TRECHO DO DOCUMENTO:
★ ★ ★ ★
Quando conseguia, espancava e estuprava a vítima e, em seguida, estrangulava
até a morte. Após um interrogatório de três dias, o Maníaco do Parque confessou
ter matado dez mulheres.
"Existem
muitos estupradores com transtorno de personalidade. Há os que têm anomalia na
formação da personalidade, principalmente na parte sexual. São pessoas
inseguras, sem capacidade de conquistar uma mulher e, normalmente, acham que o
desempenho sexual é ruim. Ele só consegue ter sexo à força, nunca em uma
relação de igualdade”, explica Miguel Chalub, professor de psiquiatria da UERJ.
Dentro
do universo de estupradores com patologia, a mais comum é a psicopatia. O
psicopata tem como principal característica a falta de culpa e de remorso. É
uma pessoa sem empatia em relação a outros seres humanos e incapaz de prever as
consequências dos seus atos. “Toda doença mental é multifatorial. Grande parte
dos psicopatas apresenta transtorno de conduta quando criança. São pessoas que
viviam em ambientes violentos e socioeconomicamente ruins, sem a figura de uma
pessoa cuidadora. Além dos fatores ambientais, há também os biológicos, mas
para estes as pesquisas ainda estão em fase inicial”, diz o psiquiatra Antônio
de Ávila Jacintho, pesquisador do Laboratório de Psicopatologia Fundamental da
Unicamp.
A
recuperação de um criminoso sexual por tratamento psiquiátrico existe, mas não
é simples nem usual. Além de dispendioso, é dificílimo tratar alguém que não
acredita ter culpa, ou sequer considera que cometeu um crime, afirmam os
especialistas. Entre os profissionais dedicados a esse tipo de tratamento, é
infinitamente maior a preferência por atender as vítimas, não os autores. O
resultado é o esperado: estupradores, depois de algum tempo presos, voltam para
as ruas e cometem outros abusos.
A
saída não está, portanto, em práticas ou políticas de tratamento, mas na
eficácia das investigações, nas estatísticas criminais e na segurança pública –
todas deficientes na maior parte do país. “Hoje, no Brasil, são oferecidas
drogas anti-impulsivas e psicoterapia comportamental. A eficiência é limitada.
★ ★ ★ ★
ATIVIDADES:
1 > De acordo com o trecho sobre criminosos sexuais, qual é a principal característica do psicopata?
2 > Transcreva do trecho sobre criminosos sexuais a passagem que começa em "Quando conseguia, espancava" e termina em "psiquiatria da UERJ.".

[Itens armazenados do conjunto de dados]
★ ★ ★ ★
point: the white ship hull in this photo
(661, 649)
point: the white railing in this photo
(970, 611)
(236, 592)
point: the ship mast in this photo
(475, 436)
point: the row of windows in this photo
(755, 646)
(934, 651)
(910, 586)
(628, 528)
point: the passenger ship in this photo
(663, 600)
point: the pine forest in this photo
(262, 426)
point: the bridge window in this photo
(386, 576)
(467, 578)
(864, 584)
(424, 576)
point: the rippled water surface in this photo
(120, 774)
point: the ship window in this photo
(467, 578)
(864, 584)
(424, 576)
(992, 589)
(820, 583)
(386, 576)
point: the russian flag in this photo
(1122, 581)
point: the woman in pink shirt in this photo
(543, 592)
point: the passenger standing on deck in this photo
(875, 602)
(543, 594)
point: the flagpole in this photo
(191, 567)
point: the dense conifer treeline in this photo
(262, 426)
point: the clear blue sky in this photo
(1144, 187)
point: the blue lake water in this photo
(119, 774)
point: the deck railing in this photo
★ ★ ★ ★
EXERCÍCIO RESOLVIDO:
1 > A falta de culpa e de remorso.

2 >
Quando conseguia, espancava e estuprava a vítima e, em seguida, estrangulava
até a morte. Após um interrogatório de três dias, o Maníaco do Parque confessou
ter matado dez mulheres.
"Existem
muitos estupradores com transtorno de personalidade. Há os que têm anomalia na
formação da personalidade, principalmente na parte sexual. São pessoas
inseguras, sem capacidade de conquistar uma mulher e, normalmente, acham que o
desempenho sexual é ruim. Ele só consegue ter sexo à força, nunca em uma
relação de igualdade”, explica Miguel Chalub, professor de psiquiatria da UERJ.